══ Source passage ══

2. From an early age, Martha sought out the company of her father, uncles, and her boy cousins --- she played cards with them, she leaned to read the Racing Form so she could impress them at the track, she learned sports rules so she could watch with the men. And yet she was also very close with her mother and aunts. Discuss how she straddled those two different worlds, and how you’ve done it in your own life, with your career and your children, or your husband and your mother, etc.

3. What did the expression “hats and eyeglasses” mean in the Frankel family? Does your family have any family sayings or expressions? What are they?

4. When her father dies, Martha and her mother don’t really know how to bridge the gap that his death leaves. Talk about how hats and eyeglasses start to float up around them, and how they deal with it. Talk about if you have felt similarly adrift at different times in your life.

5. When Martha learns poker, she becomes obsessed with the game. Has that ever happened to you, and with what? How do you keep your obsessions from becoming addictions?

6. When Lefty is caught cheating, it leads to lots of pain for everyone in the weekly poker game. Talk about how someone else’s misdeeds or betrayal have affected you and your friends or family. Consider how you might have responded if you had been the one to catch Lefty cheating.

═══
══ Record list ══

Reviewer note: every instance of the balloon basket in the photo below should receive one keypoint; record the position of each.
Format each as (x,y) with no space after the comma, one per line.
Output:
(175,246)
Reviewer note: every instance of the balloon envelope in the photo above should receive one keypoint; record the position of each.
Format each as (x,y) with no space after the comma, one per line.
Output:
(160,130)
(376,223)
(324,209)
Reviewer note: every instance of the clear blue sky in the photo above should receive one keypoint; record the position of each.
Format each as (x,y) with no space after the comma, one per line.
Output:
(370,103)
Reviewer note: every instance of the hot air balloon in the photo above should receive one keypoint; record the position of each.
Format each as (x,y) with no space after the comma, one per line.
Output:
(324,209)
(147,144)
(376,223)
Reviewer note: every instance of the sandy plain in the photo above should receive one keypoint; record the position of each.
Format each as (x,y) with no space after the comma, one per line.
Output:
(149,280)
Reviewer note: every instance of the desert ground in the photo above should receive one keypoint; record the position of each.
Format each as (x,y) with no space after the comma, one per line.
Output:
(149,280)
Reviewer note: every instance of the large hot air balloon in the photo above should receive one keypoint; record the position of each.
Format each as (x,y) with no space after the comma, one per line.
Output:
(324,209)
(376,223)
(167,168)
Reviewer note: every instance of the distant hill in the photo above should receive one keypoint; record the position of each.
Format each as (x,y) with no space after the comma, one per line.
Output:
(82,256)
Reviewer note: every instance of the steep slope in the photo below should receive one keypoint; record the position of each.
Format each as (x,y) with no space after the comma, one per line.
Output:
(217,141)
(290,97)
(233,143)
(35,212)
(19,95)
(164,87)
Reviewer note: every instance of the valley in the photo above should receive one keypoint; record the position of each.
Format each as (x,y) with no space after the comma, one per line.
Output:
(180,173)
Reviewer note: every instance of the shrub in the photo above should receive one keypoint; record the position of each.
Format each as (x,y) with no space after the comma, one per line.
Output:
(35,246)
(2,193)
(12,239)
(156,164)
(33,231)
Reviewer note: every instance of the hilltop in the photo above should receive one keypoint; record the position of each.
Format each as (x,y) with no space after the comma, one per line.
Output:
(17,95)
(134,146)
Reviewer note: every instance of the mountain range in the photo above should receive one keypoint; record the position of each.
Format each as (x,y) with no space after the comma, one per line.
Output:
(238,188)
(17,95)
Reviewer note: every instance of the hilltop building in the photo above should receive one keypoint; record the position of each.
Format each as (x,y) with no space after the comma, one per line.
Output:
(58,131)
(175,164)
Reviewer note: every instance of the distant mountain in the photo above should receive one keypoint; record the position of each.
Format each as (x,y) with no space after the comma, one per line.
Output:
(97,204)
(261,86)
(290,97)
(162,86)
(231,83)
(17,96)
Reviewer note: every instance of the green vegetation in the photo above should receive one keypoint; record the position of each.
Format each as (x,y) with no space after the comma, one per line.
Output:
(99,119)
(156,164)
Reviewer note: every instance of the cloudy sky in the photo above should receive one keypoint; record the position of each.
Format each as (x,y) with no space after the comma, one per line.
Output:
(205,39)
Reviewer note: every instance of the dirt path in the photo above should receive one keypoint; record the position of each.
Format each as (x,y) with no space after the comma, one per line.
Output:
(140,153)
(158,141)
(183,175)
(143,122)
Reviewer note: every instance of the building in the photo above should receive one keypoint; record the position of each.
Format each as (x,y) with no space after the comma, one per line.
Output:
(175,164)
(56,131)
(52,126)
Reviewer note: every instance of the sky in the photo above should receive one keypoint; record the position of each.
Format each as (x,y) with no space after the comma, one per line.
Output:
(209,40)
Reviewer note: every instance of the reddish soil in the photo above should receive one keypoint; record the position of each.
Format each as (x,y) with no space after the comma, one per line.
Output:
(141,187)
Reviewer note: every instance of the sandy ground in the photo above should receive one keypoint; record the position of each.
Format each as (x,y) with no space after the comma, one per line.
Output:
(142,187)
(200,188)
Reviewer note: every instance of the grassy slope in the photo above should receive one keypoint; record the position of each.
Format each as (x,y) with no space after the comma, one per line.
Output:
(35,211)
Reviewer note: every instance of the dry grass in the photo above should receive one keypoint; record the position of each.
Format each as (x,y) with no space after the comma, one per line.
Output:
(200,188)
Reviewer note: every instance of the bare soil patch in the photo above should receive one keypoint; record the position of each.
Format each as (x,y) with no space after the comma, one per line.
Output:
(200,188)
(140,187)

═══

## Challenges
a) Rewrite the discussion questions about Martha, everything from "3. What did" down to "catch Lefty cheating.", replacing "poker" with "gin rummy".
b) According to the discussion questions about Martha, what did she learn to read so she could impress the men in her family at the track?
c) Take the discussion questions about Martha further, adding more numbered questions after the last one shown.

## Expected outputs
a)
3. What did the expression “hats and eyeglasses” mean in the Frankel family? Does your family have any family sayings or expressions? What are they?

4. When her father dies, Martha and her mother don’t really know how to bridge the gap that his death leaves. Talk about how hats and eyeglasses start to float up around them, and how they deal with it. Talk about if you have felt similarly adrift at different times in your life.

5. When Martha learns gin rummy, she becomes obsessed with the game. Has that ever happened to you, and with what? How do you keep your obsessions from becoming addictions?

6. When Lefty is caught cheating, it leads to lots of pain for everyone in the weekly gin rummy game. Talk about how someone else’s misdeeds or betrayal have affected you and your friends or family. Consider how you might have responded if you had been the one to catch Lefty cheating.

b) She learned to read the Racing Form.

c)
7. Have you ever had to tell a loved one something so terrible that you were sure you would lose their love and respect? Were you ever so ashamed you wouldn’t dare tell anyone something about your life? How did that affect you?

8. What did you think of the relationship between Martha and her mother? Was your mother anything like Sylvia? And would you have wanted her to be?

9. What did you think about how Martha finally told Steve and her family about what she had done by giving them the manuscript for this book?

10. If you were faced with a loved one’s addiction or deception, how would you react? Would you have been as accepting as Martha’s husband, Steve or would it have been harder for you to forgive?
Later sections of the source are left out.